* **Kutipan untuk Dibaca**:

Beauties, saat ini manusia berada di zaman hustle culture, yaitu ketika pencapaian individu dianggap sebagai tolok ukur nilai diri seseorang. Melansir Psychology Today, budaya ini membuat banyak orang bekerja gila-gilaan untuk mencapai target, mulai dari berapa tugas yang selesai, seberapa banyak prestasi, dan seberapa produktif kita hari ini.
Mirisnya, mindset ini ternyata menimbulkan efek samping. Melansir My Inner Creative, banyak orang yang mulai mengalami kecemasan dan masalah psikologis. Kalau hari itu terasa kurang “produktif”, sering muncul rasa bersalah, takut dianggap “malas”, atau merasa diri kurang layak. Kecemasan macam ini banyak menghantui gen Z yang notabene hidup di dunia digital yang cenderung “serba cepat.
Padahal faktanya, self-worth sejatinya adalah sesuatu yang lebih dasar dan dalam daripada output dan hasil kerja seseorang. Karenanya, ada banyak aspek yang perlu dikaji ulang untuk menentukan nilai diri seseorang. Lalu bagaimana seharusnya? Simak penjelasannya berikut ini!

* **Data yang Tersedia**:
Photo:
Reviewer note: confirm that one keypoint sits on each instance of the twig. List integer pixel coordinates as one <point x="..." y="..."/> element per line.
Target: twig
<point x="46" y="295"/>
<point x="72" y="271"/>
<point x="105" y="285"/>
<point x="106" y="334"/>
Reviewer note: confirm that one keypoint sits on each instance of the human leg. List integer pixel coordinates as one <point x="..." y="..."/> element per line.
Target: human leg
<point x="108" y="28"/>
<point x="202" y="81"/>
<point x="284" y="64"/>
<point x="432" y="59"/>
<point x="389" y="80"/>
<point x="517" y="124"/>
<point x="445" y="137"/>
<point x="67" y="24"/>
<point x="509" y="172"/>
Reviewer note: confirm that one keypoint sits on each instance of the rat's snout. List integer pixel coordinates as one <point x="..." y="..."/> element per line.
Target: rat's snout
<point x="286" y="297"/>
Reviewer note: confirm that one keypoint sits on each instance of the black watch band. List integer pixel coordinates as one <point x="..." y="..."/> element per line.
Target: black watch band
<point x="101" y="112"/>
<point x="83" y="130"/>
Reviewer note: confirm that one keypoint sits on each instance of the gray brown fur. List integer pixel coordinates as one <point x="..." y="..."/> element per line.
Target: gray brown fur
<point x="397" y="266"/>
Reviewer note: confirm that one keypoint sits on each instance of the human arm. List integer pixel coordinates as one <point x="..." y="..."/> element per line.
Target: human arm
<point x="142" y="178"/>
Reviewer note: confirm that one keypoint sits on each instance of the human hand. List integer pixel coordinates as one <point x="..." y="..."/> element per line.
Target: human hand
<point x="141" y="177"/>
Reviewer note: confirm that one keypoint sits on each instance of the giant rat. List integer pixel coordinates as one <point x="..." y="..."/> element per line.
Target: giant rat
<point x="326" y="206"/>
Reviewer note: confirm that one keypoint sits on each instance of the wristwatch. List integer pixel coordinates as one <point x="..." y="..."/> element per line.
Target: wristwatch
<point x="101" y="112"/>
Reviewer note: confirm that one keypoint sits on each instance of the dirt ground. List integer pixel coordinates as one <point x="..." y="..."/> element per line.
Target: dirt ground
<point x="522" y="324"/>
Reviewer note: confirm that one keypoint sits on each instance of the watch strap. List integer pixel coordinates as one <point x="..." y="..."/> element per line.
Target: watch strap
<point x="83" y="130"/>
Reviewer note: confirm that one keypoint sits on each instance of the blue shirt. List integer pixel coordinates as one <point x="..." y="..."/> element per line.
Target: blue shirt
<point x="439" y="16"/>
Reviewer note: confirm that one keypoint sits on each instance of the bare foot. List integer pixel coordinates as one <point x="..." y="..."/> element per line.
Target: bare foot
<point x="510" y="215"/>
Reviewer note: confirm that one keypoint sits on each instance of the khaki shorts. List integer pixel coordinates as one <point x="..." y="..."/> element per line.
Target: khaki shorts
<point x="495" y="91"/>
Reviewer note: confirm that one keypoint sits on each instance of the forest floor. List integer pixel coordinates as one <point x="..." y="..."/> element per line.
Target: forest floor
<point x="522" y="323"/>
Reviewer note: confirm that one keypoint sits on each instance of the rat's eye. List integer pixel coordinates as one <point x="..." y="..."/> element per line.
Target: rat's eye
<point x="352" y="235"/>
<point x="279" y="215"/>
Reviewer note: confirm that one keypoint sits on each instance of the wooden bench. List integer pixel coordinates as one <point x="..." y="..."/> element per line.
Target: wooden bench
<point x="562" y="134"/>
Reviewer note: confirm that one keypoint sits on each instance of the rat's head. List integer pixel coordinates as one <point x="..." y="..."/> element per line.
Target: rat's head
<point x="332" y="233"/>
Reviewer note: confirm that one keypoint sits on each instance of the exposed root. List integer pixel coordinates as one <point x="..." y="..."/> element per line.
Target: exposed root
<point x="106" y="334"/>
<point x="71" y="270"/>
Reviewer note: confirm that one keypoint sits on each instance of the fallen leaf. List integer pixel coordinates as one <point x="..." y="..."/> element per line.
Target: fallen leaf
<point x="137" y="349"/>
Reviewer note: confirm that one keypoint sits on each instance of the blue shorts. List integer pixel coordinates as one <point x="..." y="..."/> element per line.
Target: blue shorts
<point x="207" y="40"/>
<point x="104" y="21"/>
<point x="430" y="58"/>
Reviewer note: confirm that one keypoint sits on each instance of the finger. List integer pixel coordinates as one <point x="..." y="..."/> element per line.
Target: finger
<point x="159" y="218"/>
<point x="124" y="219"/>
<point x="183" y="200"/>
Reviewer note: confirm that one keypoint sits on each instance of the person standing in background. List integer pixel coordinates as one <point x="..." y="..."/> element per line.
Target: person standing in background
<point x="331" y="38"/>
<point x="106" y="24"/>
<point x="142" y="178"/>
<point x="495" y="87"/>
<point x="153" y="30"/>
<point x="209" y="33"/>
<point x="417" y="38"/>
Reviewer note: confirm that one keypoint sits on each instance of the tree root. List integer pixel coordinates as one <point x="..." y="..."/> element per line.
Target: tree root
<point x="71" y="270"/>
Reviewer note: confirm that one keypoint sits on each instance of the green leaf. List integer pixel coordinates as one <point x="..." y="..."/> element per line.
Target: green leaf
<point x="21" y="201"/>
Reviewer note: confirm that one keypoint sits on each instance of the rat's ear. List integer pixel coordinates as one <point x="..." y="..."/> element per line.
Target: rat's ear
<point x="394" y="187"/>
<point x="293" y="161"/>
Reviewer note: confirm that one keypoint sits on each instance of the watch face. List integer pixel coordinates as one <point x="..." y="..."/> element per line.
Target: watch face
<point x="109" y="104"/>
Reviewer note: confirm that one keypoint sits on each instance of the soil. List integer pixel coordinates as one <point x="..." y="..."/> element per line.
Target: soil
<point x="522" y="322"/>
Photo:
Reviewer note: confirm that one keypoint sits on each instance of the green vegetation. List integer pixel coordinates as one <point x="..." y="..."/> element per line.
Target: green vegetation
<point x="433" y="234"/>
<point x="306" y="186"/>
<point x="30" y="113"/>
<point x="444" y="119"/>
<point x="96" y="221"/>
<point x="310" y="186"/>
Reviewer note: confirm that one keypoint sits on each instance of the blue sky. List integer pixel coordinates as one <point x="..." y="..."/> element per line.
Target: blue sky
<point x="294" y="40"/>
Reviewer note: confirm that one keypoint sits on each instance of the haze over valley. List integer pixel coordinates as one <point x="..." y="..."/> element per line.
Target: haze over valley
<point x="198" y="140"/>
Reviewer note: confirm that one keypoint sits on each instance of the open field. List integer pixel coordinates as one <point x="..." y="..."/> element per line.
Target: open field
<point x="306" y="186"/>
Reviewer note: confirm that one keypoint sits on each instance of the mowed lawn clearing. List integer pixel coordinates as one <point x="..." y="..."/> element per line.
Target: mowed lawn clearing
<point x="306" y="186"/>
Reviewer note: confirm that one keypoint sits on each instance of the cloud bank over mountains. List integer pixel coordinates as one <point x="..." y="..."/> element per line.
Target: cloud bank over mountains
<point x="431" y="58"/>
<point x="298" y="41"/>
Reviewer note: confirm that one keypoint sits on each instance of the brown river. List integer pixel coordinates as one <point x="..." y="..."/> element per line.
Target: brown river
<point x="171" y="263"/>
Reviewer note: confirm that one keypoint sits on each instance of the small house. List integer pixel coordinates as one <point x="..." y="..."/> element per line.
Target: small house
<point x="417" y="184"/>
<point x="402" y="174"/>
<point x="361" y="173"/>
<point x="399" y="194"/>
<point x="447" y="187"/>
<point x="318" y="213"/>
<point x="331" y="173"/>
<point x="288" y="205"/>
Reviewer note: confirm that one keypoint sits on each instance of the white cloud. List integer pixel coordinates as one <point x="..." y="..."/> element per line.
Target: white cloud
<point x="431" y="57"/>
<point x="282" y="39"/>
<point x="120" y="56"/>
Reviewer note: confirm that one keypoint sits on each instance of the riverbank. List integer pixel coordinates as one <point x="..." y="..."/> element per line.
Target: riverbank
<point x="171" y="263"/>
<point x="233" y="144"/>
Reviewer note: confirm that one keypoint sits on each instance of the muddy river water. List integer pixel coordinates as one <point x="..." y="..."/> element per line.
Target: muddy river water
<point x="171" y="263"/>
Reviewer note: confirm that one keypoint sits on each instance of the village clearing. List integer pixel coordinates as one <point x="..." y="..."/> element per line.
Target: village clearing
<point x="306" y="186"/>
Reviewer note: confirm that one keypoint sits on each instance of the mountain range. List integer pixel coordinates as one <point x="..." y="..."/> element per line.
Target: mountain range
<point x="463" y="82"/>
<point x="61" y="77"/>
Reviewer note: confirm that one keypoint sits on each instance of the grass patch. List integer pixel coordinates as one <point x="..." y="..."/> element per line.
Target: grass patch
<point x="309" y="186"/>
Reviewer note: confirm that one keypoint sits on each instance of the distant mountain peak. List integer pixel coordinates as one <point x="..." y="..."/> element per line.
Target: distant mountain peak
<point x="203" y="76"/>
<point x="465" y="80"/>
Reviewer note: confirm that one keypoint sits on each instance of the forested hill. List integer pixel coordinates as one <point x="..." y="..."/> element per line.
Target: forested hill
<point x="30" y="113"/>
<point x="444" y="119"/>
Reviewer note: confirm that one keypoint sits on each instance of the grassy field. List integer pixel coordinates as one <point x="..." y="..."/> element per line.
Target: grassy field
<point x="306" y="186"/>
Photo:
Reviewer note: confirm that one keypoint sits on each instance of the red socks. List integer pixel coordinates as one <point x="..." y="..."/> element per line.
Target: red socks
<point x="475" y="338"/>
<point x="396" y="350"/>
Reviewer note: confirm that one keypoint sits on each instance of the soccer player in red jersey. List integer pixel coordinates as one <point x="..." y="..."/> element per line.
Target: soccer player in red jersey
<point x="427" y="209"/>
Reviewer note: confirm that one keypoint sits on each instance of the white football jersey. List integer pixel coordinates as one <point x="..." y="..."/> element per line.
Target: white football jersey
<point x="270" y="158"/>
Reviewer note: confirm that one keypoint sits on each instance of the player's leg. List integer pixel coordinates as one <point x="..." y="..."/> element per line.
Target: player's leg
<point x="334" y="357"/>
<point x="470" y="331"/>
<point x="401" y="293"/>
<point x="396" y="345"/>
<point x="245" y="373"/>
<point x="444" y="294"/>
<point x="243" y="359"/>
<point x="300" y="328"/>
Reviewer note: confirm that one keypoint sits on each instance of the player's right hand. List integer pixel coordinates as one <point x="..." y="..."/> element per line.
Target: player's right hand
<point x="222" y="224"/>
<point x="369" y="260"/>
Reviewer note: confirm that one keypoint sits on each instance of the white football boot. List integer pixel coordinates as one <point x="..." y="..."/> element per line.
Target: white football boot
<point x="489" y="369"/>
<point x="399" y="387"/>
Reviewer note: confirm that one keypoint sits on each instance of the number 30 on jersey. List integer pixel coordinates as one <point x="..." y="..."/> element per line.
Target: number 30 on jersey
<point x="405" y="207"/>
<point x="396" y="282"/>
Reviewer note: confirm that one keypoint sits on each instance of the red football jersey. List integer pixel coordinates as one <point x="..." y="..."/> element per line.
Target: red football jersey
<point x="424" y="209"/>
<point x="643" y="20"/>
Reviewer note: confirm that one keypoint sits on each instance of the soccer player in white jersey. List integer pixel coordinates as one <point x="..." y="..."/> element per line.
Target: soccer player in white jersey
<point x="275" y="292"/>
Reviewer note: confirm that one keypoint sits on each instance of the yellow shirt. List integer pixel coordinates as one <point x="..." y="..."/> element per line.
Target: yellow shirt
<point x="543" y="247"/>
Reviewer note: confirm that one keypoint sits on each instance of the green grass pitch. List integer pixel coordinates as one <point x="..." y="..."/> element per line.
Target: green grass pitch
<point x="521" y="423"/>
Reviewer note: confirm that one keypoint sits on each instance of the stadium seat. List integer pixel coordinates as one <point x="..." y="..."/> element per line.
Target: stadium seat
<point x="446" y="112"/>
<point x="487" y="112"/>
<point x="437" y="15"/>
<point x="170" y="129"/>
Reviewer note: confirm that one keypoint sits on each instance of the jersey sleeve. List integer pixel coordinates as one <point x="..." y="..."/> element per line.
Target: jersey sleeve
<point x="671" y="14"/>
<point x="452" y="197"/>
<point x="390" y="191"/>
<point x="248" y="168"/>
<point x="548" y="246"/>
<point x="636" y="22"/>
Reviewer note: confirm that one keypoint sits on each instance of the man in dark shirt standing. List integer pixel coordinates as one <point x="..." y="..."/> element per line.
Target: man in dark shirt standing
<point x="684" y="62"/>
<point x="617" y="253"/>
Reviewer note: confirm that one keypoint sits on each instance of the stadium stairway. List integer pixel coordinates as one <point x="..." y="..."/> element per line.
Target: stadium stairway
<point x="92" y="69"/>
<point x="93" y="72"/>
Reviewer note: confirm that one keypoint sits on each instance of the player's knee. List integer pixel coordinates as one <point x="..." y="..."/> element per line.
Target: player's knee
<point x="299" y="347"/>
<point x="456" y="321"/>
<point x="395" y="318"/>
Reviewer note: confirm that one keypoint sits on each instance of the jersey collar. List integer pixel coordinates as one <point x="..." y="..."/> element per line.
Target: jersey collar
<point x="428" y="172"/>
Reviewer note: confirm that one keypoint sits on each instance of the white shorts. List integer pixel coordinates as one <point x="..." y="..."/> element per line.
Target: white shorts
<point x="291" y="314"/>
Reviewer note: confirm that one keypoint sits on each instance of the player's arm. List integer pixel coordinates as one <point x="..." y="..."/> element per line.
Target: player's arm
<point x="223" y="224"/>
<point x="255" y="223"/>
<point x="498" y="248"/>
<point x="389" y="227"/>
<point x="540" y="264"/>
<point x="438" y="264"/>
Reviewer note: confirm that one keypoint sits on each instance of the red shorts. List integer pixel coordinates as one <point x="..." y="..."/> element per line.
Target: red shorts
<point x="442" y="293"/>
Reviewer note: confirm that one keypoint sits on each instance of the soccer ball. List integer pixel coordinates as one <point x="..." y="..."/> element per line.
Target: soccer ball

* **Ringkasan Tugas**:
Tentukan apakah setiap pernyataan berikut sesuai dengan teks tentang hustle culture. Jawab ya atau tidak, lalu kutip kata-kata teks yang menjadi penentunya.
1. Kecemasan karena merasa kurang produktif banyak dialami gen Z.
2. Teks menyatakan bahwa self-worth sama dengan output dan hasil kerja seseorang.
3. Teks merujuk Psychology Today saat menjelaskan bahwa budaya ini membuat banyak orang bekerja keras untuk mencapai target.

* **Jawaban yang Diharapkan**:
1. Ya: "Kecemasan macam ini banyak menghantui gen Z"
2. Tidak: "self-worth sejatinya adalah sesuatu yang lebih dasar dan dalam daripada output dan hasil kerja seseorang"
3. Ya: "Melansir Psychology Today, budaya ini membuat banyak orang bekerja gila-gilaan untuk mencapai target"